## Document section

According to the study, only 3% of the family caregivers said that care coordination was being provided by physician assistants, nurses, or others in the ambulatory care office. Instead, 37% of the family caregivers said they coordinated their loved one’s care; for those doing medical and nursing tasks, 53% were the care coordinators. I coordinate my husband’s care by default. No one else does it, despite the importance of care coordination to clinical and financial outcomes.
Family caregivers have become the foundation for caring for patients in their homes—keeping them out of emergency departments, hospitals, and nursing homes. They are crucial for reducing health care costs. As hospitals focus on how to reduce the financial penalties of high readmission rates, they would benefit from adding such services as ensuring early and excellent discharge planning, teaching and preparing the patient and family caregiver for care at home, and providing postdischarge supports such as 24-hour hotlines. This requires assessing what the patient and caregiver will need at home. It’s insufficient to wait until discharge to show a caregiver how to change dressings or give injections.

## Dataset entries

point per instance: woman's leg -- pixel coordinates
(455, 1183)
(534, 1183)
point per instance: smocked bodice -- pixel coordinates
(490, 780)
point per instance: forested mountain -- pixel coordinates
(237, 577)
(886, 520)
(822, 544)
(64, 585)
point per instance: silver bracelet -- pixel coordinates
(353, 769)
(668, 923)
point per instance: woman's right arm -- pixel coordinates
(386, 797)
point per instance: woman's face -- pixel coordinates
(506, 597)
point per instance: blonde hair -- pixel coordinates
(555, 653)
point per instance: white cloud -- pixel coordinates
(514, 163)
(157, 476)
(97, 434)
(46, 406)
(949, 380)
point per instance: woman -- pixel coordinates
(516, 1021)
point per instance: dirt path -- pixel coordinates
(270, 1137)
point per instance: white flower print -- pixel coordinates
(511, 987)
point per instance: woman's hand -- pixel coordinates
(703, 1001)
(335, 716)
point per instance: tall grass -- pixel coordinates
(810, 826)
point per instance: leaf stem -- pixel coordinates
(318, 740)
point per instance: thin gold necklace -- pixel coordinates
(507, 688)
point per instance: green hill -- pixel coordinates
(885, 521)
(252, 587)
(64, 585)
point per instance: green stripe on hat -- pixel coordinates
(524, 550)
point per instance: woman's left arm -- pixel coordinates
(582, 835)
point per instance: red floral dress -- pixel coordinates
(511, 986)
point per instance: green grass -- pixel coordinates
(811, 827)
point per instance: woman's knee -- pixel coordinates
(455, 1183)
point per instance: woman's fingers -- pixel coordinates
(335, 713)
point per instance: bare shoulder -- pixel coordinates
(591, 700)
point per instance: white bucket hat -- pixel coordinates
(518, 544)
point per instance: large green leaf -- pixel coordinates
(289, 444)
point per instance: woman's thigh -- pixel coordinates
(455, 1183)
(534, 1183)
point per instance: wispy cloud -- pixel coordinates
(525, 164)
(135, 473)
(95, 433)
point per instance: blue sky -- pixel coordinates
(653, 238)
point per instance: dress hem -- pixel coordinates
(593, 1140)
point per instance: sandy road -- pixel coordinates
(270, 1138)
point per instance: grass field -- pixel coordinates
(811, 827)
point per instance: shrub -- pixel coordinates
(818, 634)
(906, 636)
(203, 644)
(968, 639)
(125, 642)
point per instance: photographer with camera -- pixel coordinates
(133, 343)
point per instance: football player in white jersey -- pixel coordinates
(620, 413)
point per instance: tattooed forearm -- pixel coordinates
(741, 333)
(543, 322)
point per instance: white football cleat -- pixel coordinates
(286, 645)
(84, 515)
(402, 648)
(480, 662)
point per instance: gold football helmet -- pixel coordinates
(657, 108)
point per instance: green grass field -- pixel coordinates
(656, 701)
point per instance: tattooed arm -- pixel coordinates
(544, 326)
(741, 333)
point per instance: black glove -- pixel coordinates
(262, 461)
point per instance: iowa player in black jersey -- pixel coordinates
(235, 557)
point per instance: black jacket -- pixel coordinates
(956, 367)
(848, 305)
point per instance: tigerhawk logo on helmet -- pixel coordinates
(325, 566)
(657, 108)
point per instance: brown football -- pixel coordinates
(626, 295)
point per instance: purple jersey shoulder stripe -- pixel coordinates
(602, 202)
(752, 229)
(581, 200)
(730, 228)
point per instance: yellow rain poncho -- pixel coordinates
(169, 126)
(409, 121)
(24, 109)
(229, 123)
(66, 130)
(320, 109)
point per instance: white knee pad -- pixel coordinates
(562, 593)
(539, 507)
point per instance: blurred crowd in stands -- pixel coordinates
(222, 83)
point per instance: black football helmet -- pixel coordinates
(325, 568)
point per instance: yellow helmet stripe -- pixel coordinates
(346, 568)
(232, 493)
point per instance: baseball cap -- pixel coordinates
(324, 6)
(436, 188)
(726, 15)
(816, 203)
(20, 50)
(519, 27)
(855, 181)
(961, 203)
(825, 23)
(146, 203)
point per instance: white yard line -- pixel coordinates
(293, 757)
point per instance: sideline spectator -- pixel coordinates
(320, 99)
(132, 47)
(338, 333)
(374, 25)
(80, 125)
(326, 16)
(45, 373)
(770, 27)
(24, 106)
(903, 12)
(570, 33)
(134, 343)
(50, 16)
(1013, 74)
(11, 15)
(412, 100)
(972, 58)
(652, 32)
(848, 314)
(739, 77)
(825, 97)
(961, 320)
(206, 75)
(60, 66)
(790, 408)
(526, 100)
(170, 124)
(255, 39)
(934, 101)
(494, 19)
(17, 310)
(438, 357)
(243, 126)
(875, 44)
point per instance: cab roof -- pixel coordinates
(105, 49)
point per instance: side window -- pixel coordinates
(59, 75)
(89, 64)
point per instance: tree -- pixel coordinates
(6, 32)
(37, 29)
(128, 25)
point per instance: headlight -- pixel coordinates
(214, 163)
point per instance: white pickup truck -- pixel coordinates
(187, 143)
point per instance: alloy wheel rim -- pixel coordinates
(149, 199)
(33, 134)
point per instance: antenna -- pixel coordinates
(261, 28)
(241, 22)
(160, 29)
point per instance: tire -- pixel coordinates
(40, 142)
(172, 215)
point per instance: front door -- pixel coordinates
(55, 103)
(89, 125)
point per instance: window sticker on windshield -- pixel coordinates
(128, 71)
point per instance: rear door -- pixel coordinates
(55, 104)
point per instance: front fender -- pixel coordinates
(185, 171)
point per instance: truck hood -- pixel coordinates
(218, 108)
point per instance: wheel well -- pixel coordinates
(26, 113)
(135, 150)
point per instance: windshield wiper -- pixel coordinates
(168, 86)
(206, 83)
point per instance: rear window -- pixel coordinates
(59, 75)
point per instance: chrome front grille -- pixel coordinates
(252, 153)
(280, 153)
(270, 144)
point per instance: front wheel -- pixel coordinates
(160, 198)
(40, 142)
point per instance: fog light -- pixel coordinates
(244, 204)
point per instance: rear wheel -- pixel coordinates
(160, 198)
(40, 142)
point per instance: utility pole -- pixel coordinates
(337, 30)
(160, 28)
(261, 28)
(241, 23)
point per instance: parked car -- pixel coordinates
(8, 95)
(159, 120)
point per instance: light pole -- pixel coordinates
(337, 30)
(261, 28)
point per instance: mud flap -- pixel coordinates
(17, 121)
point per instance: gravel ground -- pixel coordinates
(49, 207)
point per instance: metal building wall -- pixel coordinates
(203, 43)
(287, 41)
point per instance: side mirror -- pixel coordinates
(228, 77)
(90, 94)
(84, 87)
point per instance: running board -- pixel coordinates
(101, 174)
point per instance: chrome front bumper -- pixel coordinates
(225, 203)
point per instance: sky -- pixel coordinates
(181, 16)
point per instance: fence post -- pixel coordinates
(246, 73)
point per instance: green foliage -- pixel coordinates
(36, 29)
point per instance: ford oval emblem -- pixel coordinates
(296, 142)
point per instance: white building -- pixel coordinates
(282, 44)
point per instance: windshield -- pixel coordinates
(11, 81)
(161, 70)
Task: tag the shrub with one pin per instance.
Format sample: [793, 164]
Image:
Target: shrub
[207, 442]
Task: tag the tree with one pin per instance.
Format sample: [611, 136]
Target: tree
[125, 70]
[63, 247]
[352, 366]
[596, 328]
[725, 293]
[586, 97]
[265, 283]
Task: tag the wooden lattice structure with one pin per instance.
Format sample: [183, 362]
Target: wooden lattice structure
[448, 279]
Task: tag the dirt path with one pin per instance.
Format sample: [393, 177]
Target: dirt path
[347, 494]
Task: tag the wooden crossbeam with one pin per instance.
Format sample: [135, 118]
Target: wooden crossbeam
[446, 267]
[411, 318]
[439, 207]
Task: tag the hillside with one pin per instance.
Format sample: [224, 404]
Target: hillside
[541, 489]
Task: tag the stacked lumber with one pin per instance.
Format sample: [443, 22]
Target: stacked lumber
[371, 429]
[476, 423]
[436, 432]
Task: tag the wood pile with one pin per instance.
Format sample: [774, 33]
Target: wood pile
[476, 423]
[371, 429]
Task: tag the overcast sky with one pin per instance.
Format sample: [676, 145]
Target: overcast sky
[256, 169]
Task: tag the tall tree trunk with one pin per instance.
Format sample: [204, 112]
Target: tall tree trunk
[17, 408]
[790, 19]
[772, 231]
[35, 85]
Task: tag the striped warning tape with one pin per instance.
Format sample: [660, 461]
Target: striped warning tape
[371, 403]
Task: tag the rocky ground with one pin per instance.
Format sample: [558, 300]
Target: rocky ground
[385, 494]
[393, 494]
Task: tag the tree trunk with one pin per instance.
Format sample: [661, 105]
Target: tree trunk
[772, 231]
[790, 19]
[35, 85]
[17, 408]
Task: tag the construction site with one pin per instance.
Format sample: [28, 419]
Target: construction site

## Exercise 1
Reproduce word for word the part of the passage on family caregivers that runs from "According to the" up to and including "and financial outcomes.".
## Exercise 2
Pick up the passage on family caregivers, not the listing, after its final sentence and keep writing it.

## Expected answer 1
According to the study, only 3% of the family caregivers said that care coordination was being provided by physician assistants, nurses, or others in the ambulatory care office. Instead, 37% of the family caregivers said they coordinated their loved one’s care; for those doing medical and nursing tasks, 53% were the care coordinators. I coordinate my husband’s care by default. No one else does it, despite the importance of care coordination to clinical and financial outcomes.

## Expected answer 2
Supporting the work of family caregivers is in everyone’s best interests, but the health care system is doing such a poor job of this that states are now enacting legislation to mandate that hospitals focus on preparing family caregivers to provide the patient’s care after discharge. The CARE (Caregiver Advise, Record, Enable) Act, in some form, has been signed into law in 24 states, Puerto Rico, and the US Virgin Islands and is under consideration in others. Most versions have 3 components:
Identify the family caregiver as soon as possible and note this in the patient’s record.
Notify the family caregiver if the patient is to be discharged.
Instruct the family caregiver—before discharge—on caring for the patient at home.
Reinhard has argued that support for family caregivers is an essential feature of high-performing health systems. She said to me, “The CARE Act recognizes the critical role family caregivers play in keeping their loved ones out of costly institutions.”
It’s disheartening that support of family caregivers has to be legislated. Perhaps as we move to value-based approaches to care, there will be more motivation for health care professionals to focus on the caregivers.
This election year provides opportunities for raising awareness of family caregiving issues and garnering support for policies that support these essential members of a patient’s health care team. The Family Caregiver Platform Project is encouraging people to advocate for including family caregiver issues in state and federal political party platforms, and provides a list of specific policy proposals on the group’s website.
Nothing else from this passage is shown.